====== MATERIAL SHOWN ======

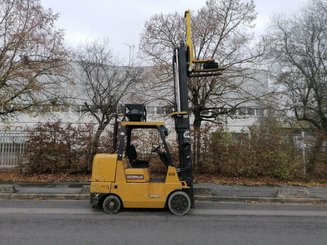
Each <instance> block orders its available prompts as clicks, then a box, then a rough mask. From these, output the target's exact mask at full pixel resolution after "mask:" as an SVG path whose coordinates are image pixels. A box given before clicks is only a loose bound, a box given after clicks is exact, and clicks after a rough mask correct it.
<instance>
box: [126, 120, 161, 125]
mask: <svg viewBox="0 0 327 245" xmlns="http://www.w3.org/2000/svg"><path fill="white" fill-rule="evenodd" d="M120 124H121V126H163V125H165V123H164V122H129V121H124V122H121V123H120Z"/></svg>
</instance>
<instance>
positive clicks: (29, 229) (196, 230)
mask: <svg viewBox="0 0 327 245" xmlns="http://www.w3.org/2000/svg"><path fill="white" fill-rule="evenodd" d="M0 244H165V245H168V244H224V245H228V244H233V245H238V244H242V245H247V244H251V245H253V244H264V245H269V244H288V245H292V244H296V245H301V244H303V245H308V244H309V245H310V244H314V245H316V244H321V245H326V244H327V206H319V205H295V204H294V205H285V204H273V205H268V204H235V203H233V204H231V203H203V202H201V203H197V208H196V209H193V210H192V211H191V212H190V214H188V215H187V216H183V217H177V216H174V215H171V214H170V213H169V211H167V210H123V211H122V212H120V213H119V214H117V215H105V214H104V213H103V212H102V211H100V210H97V209H91V208H89V206H88V203H87V201H15V200H7V201H4V200H2V201H0Z"/></svg>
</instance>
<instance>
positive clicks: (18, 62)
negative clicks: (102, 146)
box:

======

EXERCISE INSTRUCTIONS: Hand back all the entries exactly, leaving out the pictures.

REPLY TO THE EXERCISE:
Each <instance> block orders its available prompts as clicks, then a box, then a rough mask. From these, output the target's exact mask at full pixel resolution after "mask:" as an SVG path whose coordinates are image pixels. A box given before clicks is only a loose bound, a box given after clicks is exact, and clicks after a rough mask correct it.
<instance>
box: [126, 120, 161, 125]
mask: <svg viewBox="0 0 327 245" xmlns="http://www.w3.org/2000/svg"><path fill="white" fill-rule="evenodd" d="M120 124H121V126H163V125H165V123H164V122H129V121H124V122H121V123H120Z"/></svg>
</instance>
<instance>
positive clicks: (29, 229) (196, 230)
mask: <svg viewBox="0 0 327 245" xmlns="http://www.w3.org/2000/svg"><path fill="white" fill-rule="evenodd" d="M0 244H165V245H168V244H224V245H228V244H233V245H238V244H242V245H247V244H251V245H253V244H264V245H269V244H288V245H292V244H296V245H301V244H303V245H308V244H309V245H310V244H314V245H316V244H321V245H326V244H327V206H319V205H295V204H294V205H285V204H273V205H268V204H235V203H233V204H231V203H203V202H201V203H197V208H196V209H193V210H192V211H191V212H190V214H188V215H187V216H183V217H177V216H174V215H171V214H170V213H169V211H167V210H123V211H122V212H120V213H119V214H117V215H105V214H104V213H103V212H102V211H100V210H97V209H91V208H89V206H88V203H87V201H15V200H7V201H4V200H2V201H0Z"/></svg>
</instance>
<instance>
positive clicks: (18, 62)
negative clicks: (102, 146)
box:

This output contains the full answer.